> **Selected excerpt**
++++++++

For years, West Virginia was one of a small minority of states that rejected the learned intermediary doctrine--a key doctrine in pharmaceutical product liability litigation holding that a drug manufacturer's duty runs to the prescribing physician and not the patient. That is no longer the case. The West Virginia legislature recently passed S.B. 15, adopting the learned intermediary doctrine as a defense to civil actions based upon inadequate warnings or instructions.

Generally, manufacturers have a duty to warn consumers of the risks of using their products. The learned intermediary doctrine serves as an exception to that rule, by acknowledging that the learned intermediary (typically the prescribing physician) has primary responsibility to warn patients of the risks of prescription drugs. The principle operates to shift drug manufacturers' duty to adequately warn to the prescribing physician, and relieves them of most obligations to warn the consumer directly of the risks. Up until now, West Virginia has been the only state in the nation to broadly reject the learned intermediary rule. See State ex rel. Johnson & Johnson Corp. v. Karl, 647 S.E.2d 899, 903-05 (W. Va. 2007).

++++++++

> **Extracted entries**
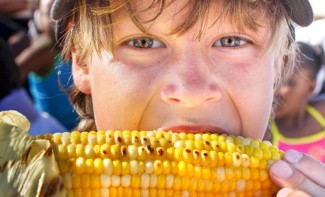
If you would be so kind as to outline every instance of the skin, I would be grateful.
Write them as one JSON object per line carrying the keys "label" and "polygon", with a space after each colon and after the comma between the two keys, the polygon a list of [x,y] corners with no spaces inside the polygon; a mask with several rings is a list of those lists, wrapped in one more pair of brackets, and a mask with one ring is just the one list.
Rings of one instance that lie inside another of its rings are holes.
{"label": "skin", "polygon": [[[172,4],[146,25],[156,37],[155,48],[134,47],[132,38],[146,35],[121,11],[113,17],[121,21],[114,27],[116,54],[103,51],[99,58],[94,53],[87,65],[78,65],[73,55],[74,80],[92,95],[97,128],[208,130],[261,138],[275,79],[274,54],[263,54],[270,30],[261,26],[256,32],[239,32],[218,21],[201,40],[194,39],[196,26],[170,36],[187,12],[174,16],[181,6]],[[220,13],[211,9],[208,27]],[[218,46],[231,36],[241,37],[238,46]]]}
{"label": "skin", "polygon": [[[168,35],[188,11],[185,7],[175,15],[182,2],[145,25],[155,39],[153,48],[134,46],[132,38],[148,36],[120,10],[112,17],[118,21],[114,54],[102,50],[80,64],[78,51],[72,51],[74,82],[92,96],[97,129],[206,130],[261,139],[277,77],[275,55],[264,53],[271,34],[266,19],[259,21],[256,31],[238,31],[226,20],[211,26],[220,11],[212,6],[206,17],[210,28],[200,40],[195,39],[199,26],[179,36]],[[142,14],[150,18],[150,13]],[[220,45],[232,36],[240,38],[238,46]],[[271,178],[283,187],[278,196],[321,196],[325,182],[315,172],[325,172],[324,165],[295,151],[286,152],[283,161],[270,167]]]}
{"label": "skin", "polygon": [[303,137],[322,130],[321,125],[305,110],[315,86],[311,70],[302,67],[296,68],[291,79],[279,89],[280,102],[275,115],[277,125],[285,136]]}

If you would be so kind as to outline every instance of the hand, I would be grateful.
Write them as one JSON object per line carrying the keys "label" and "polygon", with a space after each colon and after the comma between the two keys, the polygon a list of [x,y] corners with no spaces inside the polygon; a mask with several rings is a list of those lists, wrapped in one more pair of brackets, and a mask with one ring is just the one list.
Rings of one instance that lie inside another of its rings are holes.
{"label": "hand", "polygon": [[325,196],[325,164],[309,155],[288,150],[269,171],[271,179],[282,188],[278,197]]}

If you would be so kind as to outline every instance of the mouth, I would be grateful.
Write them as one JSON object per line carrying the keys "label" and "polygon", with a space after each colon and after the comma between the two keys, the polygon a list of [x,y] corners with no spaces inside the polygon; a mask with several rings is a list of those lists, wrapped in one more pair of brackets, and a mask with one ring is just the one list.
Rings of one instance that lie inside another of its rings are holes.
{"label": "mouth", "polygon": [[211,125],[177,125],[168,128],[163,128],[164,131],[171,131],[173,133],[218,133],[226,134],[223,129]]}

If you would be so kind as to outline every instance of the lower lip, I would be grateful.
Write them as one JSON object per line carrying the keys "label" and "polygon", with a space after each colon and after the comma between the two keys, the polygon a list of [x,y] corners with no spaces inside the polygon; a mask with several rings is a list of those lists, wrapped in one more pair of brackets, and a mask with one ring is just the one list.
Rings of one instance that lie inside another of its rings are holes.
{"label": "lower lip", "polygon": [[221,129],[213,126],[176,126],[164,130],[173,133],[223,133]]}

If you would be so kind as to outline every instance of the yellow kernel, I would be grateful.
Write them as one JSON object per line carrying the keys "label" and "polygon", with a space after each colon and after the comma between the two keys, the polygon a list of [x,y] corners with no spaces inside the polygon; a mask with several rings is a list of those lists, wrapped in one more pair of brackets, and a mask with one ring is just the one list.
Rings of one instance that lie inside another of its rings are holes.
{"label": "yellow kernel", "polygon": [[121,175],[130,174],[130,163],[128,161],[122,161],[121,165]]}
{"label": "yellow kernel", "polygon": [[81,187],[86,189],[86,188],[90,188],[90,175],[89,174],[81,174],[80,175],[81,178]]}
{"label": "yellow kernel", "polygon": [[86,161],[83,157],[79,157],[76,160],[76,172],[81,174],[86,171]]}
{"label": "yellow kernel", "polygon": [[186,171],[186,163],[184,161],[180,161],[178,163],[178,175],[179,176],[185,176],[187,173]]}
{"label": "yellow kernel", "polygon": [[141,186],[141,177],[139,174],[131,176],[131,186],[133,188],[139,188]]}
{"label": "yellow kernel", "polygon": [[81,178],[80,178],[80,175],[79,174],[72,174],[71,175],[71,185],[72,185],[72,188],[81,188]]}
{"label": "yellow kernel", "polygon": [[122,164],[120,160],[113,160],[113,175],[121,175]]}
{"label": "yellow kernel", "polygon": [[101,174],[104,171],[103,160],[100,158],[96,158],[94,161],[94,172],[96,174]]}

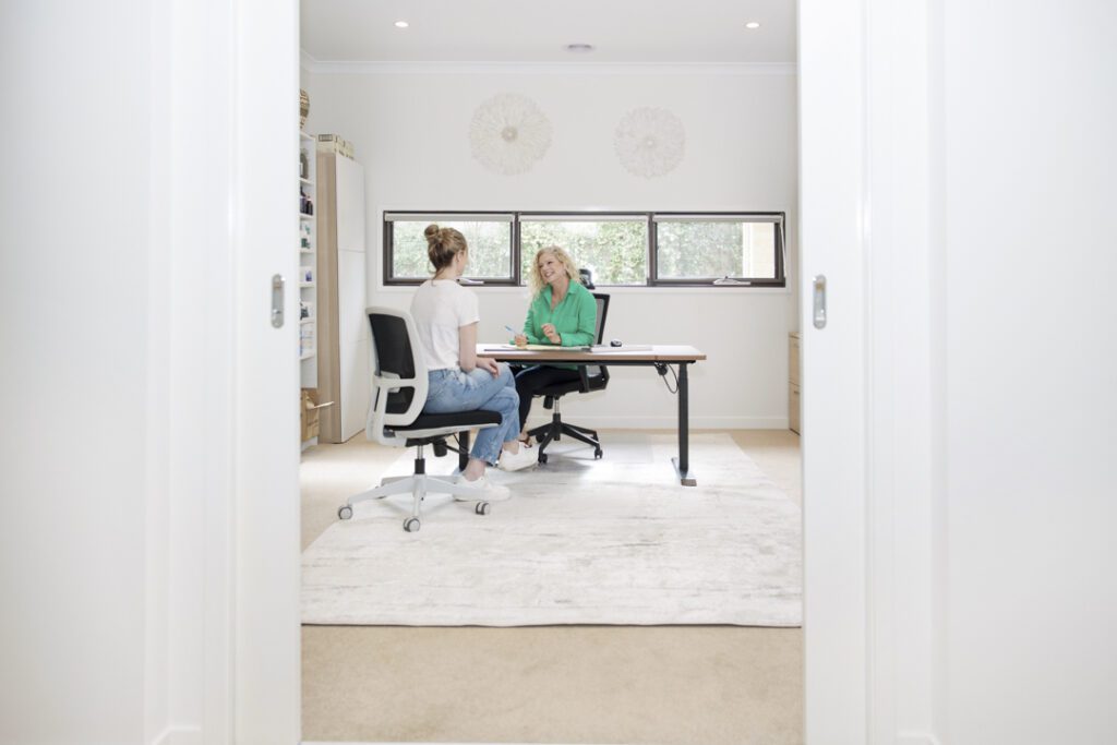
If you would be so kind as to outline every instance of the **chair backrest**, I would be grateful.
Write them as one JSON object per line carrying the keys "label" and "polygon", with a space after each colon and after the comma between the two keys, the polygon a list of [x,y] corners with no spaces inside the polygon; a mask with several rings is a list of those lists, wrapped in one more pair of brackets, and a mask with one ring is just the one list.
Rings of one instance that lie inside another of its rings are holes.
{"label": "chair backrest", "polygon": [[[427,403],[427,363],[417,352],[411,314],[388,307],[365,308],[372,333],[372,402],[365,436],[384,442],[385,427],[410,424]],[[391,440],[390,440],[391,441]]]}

++++++++

> **Brief A**
In the passage on the learned intermediary doctrine, what bill did the West Virginia legislature pass to adopt the doctrine?
> **Brief B**
Say whether each statement agrees with the passage on the learned intermediary doctrine. Answer yes or no for each and quote the deciding words.
(i) Under the doctrine, a drug manufacturer's duty runs to the patient rather than the prescribing physician.
(ii) The learned intermediary is typically the prescribing physician.
(iii) The doctrine relieves drug manufacturers of all obligations to warn the consumer directly.
> **Brief C**
Continue the passage on the learned intermediary doctrine from where it stops.

> **Exercise result A**
S.B. 15.

> **Exercise result B**
(i) No: "a drug manufacturer's duty runs to the prescribing physician and not the patient"
(ii) Yes: "the learned intermediary (typically the prescribing physician)"
(iii) No: "relieves them of most obligations to warn the consumer directly of the risks"

> **Exercise result C**
By adopting the new Code of West Virginia § 55-7-30, West Virginia will now limit civil liability for manufacturers or sellers of prescription drugs or medical devices who provide warnings to a learned intermediary. The Act provides in relevant part that a "manufacturer or seller of a prescription drug or medical device may not be held liable in a product liability action for a claim based upon inadequate warning or instruction unless the claimant proves" that: (1) the "manufacturer or seller . . . acted unreasonably in failing to provide reasonable instructions or warnings regarding foreseeable risks of harm to prescribing or other health care providers who are in a position to reduce the risks of harm in accordance with the instructions or warnings"; and (2) the "[f]ailure to provide reasonable instructions or warnings was a proximate cause of harm" to the claimant. § 55-7-30(a)(1)-(2).

S.B. 15 will become effective on May 17, 2016. However, there is currently an open question as to whether § 55-7-30 applies retroactively to existing litigation.